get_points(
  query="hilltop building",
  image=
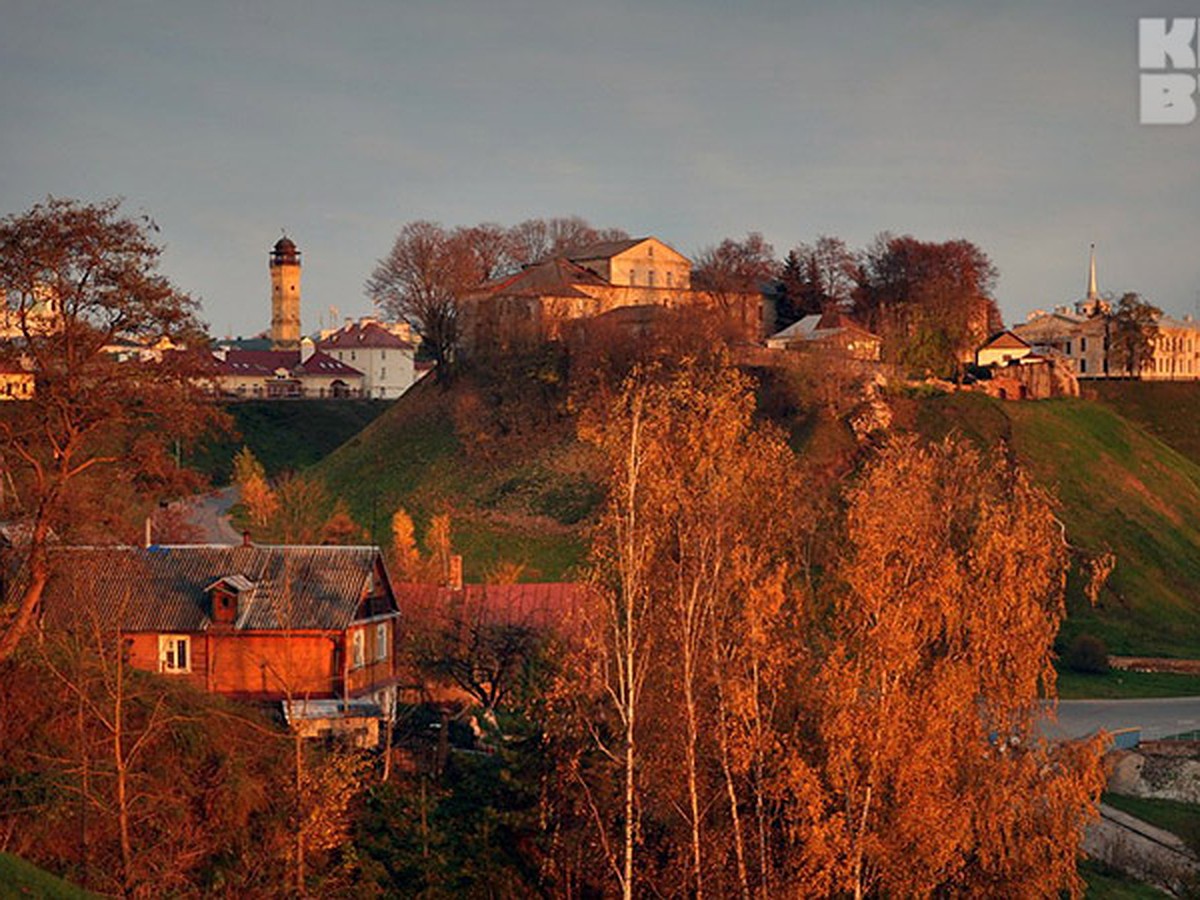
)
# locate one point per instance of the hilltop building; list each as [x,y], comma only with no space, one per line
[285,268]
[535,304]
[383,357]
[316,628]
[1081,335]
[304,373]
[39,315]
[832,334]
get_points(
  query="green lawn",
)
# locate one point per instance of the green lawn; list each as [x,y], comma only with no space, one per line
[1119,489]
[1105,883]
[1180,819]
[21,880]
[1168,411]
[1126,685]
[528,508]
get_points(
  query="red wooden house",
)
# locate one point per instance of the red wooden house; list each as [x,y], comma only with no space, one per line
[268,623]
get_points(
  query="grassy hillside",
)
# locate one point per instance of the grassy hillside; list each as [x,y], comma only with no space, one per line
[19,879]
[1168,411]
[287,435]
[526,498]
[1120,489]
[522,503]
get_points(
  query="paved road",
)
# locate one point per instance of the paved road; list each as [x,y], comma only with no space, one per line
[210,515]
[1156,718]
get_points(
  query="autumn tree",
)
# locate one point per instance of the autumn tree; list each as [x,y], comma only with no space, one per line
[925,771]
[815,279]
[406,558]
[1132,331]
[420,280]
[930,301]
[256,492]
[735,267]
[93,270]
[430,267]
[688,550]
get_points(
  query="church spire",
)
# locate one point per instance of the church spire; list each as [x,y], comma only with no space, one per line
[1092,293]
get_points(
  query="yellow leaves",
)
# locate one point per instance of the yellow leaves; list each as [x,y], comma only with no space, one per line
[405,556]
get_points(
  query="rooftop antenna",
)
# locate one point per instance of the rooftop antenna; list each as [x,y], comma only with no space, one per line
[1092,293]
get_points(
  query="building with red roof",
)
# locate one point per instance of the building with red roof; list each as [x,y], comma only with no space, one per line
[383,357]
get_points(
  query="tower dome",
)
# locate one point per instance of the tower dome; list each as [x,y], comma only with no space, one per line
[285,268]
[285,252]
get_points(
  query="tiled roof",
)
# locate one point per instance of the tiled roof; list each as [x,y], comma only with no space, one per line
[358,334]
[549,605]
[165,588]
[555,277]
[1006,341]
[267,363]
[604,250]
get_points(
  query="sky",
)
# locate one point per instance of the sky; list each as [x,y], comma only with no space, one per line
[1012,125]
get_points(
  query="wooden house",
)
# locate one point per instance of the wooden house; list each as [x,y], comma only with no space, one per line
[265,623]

-*-

* [What the exercise asks]: Output the records exactly, pictures excluded.

* [Output]:
get_points(
  query="hilltop building",
  image=
)
# locate one point per instance of the hilltop building; list each as [x,y], comma only with no space, one per line
[285,268]
[535,304]
[383,357]
[316,628]
[1081,335]
[304,373]
[39,315]
[832,334]
get_points(
  query="green lawn",
)
# locate one point per instance of the green lawn; list each as [x,y], comma only with no space, one per line
[1119,489]
[1105,883]
[1180,819]
[21,880]
[1168,411]
[1126,685]
[528,508]
get_points(
  query="red wooden house",
)
# locate one point per instance of the red wooden house; list each as [x,y], comma only with no space, one per line
[268,623]
get_points(
  query="grassy hillside",
)
# locate one point per instance of the grassy hillside; list each as [x,y], comma only with no space, one per line
[19,879]
[1168,411]
[287,435]
[526,498]
[1120,489]
[522,503]
get_points(
  query="paved road",
)
# locate one point per instance of the paved road; list each as [x,y], comma only with no space, one per line
[210,515]
[1156,718]
get_points(
  query="autumn tree",
)
# locate one point per instance of the autumn tree; list each as [x,y], comma only with no space, one per line
[925,771]
[815,279]
[406,558]
[1132,331]
[420,280]
[930,301]
[256,492]
[735,267]
[93,270]
[430,267]
[688,550]
get_points(
  query="church spire",
)
# locate one point per instance of the church spire; list each as [x,y], comma only with no space, one per line
[1092,293]
get_points(
  query="yellow leaves",
)
# locate one point per instance of the yellow leaves; list each as [x,y], comma only with no space, one per line
[405,556]
get_points(
  query="rooftop antenna",
)
# locate one point per instance of the rooftop antenna; list each as [x,y], comma only with no space, one per line
[1092,293]
get_points(
  query="building with red roof",
)
# locate one point per instance of the building with red roof; list each as [x,y], comma only with no space, one per line
[383,357]
get_points(
  query="tower dome",
)
# locate one point per instance of the tower dome; list each as [x,y], comma only with no space, one per line
[285,268]
[285,252]
get_points(
  query="tiled roof",
)
# locate one point per instance of the tiled roof; list each as [x,y], comma only with no space, one per line
[358,334]
[549,605]
[165,588]
[555,277]
[1006,341]
[267,363]
[604,250]
get_points(
  query="sky",
)
# locate one point per instance of the sky; list each as [x,y], comma only with no space, one per line
[1012,125]
get_points(
  query="wooden house",
)
# locate one point per instance of the wooden house; list each as [x,y], comma only with no space, one per line
[265,623]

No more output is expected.